About this exercise >>
Filter the material, keeping only lines with the word "below".

◇ ◇ ◇ ◇

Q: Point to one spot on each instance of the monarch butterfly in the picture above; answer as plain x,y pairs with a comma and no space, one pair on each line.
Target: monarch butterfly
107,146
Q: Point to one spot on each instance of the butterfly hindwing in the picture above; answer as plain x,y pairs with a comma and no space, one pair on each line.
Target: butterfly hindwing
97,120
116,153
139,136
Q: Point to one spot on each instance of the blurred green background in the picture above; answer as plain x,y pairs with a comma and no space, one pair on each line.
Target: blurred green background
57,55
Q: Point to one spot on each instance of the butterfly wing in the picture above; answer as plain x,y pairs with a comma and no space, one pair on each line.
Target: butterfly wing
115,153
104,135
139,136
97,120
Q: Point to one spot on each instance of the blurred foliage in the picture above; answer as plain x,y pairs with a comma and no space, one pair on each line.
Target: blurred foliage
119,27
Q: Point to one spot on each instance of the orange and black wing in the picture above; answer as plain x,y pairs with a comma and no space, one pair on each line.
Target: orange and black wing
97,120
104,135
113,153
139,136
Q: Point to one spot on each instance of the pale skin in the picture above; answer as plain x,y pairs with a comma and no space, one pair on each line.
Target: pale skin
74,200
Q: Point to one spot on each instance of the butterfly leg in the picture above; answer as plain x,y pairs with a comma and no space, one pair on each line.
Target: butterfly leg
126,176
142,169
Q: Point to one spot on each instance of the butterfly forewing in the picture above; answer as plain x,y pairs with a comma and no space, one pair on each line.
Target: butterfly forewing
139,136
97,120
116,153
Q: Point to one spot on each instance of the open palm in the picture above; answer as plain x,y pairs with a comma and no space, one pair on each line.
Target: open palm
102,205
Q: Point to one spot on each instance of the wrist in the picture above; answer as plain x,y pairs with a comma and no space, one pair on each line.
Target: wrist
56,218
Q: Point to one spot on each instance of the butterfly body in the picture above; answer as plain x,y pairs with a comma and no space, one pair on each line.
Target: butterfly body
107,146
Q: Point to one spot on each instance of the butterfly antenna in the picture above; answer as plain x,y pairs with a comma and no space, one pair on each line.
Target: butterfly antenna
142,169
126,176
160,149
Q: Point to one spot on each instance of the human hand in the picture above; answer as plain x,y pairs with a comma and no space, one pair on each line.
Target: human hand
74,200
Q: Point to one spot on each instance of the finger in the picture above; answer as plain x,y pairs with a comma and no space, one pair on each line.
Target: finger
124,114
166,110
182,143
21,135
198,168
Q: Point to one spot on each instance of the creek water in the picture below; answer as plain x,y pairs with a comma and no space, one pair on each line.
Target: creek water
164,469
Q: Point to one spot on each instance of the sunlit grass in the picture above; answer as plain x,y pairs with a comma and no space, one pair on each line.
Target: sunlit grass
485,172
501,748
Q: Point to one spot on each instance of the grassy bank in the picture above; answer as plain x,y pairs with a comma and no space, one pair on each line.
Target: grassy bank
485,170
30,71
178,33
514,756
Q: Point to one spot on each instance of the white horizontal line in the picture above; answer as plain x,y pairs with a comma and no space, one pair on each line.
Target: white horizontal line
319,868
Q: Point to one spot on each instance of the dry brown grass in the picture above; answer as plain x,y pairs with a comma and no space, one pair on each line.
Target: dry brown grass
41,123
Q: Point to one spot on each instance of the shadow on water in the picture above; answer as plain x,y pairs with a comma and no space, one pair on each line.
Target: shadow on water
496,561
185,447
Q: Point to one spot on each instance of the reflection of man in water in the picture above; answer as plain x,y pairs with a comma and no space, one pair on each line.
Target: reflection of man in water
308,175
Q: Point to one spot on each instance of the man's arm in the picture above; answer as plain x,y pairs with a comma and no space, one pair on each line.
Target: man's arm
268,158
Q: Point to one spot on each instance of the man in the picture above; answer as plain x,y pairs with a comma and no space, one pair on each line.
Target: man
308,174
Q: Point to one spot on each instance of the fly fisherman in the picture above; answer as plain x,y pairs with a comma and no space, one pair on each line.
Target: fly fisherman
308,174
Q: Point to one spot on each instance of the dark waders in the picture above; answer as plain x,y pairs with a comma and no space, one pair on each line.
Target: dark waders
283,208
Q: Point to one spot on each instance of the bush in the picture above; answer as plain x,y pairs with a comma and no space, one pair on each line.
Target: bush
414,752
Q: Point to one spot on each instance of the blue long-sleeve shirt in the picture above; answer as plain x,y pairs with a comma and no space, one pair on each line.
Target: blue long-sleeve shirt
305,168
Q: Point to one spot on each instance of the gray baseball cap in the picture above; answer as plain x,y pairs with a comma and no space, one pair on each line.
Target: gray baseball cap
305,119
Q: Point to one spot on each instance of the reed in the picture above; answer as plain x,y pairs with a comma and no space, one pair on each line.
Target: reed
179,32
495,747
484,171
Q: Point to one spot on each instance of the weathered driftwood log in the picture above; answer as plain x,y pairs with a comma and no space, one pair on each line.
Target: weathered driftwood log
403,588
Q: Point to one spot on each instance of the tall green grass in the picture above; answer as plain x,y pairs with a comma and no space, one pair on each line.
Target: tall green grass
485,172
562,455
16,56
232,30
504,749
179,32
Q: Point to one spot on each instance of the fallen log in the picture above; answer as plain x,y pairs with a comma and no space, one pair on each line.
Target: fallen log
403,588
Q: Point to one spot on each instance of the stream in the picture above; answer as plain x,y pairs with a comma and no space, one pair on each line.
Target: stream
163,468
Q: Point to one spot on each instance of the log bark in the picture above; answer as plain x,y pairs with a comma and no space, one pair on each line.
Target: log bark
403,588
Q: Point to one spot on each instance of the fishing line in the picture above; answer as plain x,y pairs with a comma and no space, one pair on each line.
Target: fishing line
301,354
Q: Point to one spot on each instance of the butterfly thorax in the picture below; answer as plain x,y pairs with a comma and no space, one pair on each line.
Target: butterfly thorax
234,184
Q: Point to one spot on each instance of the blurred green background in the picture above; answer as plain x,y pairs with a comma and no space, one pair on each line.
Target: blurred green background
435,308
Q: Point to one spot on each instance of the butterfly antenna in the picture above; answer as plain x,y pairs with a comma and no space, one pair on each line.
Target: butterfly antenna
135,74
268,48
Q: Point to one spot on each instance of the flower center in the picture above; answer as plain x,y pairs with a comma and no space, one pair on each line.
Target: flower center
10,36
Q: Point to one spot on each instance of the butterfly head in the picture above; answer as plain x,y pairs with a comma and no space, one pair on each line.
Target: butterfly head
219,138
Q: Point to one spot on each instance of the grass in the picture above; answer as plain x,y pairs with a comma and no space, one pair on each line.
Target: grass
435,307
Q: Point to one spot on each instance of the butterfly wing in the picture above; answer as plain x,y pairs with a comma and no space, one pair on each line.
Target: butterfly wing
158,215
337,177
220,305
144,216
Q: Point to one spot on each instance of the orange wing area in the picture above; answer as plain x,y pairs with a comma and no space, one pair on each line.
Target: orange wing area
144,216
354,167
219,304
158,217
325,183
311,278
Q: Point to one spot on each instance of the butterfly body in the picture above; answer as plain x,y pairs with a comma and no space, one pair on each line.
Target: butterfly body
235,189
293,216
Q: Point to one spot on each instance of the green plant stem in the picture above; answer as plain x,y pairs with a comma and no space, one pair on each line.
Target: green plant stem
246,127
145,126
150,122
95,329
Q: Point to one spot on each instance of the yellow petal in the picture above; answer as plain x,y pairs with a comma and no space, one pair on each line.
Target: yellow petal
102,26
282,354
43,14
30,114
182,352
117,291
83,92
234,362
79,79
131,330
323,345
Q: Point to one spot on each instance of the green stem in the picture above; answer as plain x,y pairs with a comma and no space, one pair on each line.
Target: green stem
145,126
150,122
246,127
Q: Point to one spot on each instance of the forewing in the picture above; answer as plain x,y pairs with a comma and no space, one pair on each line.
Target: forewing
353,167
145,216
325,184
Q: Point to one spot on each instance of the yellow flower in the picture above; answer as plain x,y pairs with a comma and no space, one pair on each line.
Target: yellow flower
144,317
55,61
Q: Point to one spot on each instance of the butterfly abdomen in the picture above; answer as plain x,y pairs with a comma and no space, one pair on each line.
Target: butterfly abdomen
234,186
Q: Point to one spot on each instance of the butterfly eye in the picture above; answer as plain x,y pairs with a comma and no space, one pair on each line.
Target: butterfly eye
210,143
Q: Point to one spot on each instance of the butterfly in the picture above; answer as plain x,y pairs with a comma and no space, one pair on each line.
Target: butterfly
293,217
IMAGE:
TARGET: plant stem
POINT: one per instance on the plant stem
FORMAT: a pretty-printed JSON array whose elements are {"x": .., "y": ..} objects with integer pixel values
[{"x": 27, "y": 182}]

◇ ◇ ◇ ◇

Completed exercise >>
Q: Point to one spot on each instance of the creek water in the picture below; answer as plain x,y pairs with a comma and no space, one pair on each line.
Q: Point to one spot on each instance of the butterfly thorax in the picture below; answer as plain x,y pairs with a comma and no space, one pair on each line.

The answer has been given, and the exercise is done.